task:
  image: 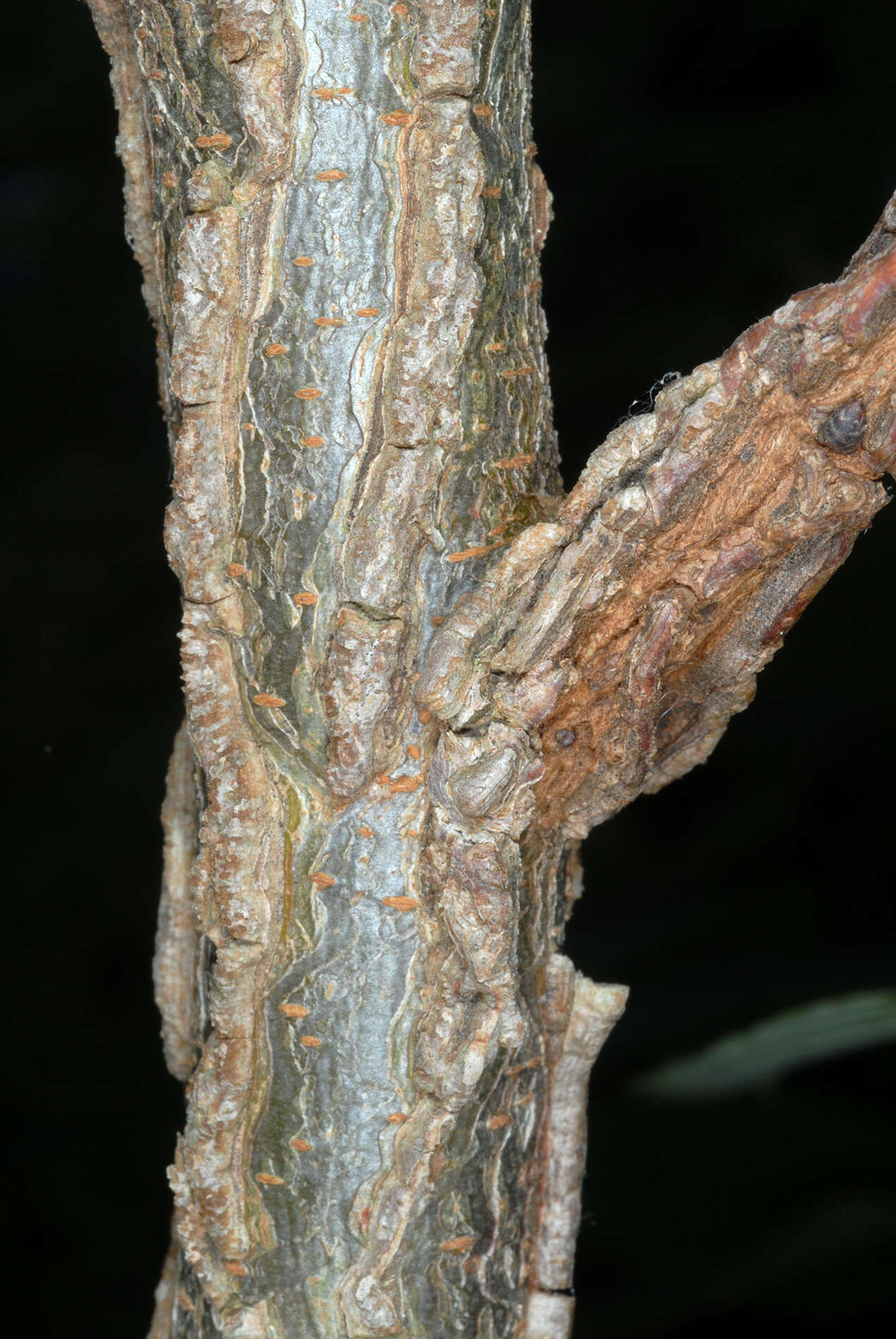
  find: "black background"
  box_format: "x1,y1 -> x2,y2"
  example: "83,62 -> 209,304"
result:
0,0 -> 896,1339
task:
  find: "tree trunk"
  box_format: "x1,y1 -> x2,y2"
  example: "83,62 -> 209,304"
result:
90,0 -> 896,1339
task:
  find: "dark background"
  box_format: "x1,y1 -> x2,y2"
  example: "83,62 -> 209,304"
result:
0,0 -> 896,1339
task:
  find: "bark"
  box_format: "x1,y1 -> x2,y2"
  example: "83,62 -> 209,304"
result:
90,0 -> 896,1339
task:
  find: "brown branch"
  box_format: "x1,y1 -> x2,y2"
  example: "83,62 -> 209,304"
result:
418,198 -> 896,837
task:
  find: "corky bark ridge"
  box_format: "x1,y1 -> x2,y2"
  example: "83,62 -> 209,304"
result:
91,0 -> 895,1339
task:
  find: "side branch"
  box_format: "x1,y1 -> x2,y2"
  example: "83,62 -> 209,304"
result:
418,201 -> 896,837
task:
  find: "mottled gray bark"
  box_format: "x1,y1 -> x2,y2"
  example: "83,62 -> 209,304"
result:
90,0 -> 896,1339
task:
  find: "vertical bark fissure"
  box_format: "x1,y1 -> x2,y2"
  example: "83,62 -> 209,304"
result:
92,0 -> 607,1339
90,0 -> 896,1339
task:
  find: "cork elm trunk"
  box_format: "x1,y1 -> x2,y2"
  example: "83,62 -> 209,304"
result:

# # # # # # #

**TASK STATEMENT:** From the listing above, copy out each line that contains the word "background".

**WRITTEN SOLUTION:**
  find: "black background"
  find: "dark background"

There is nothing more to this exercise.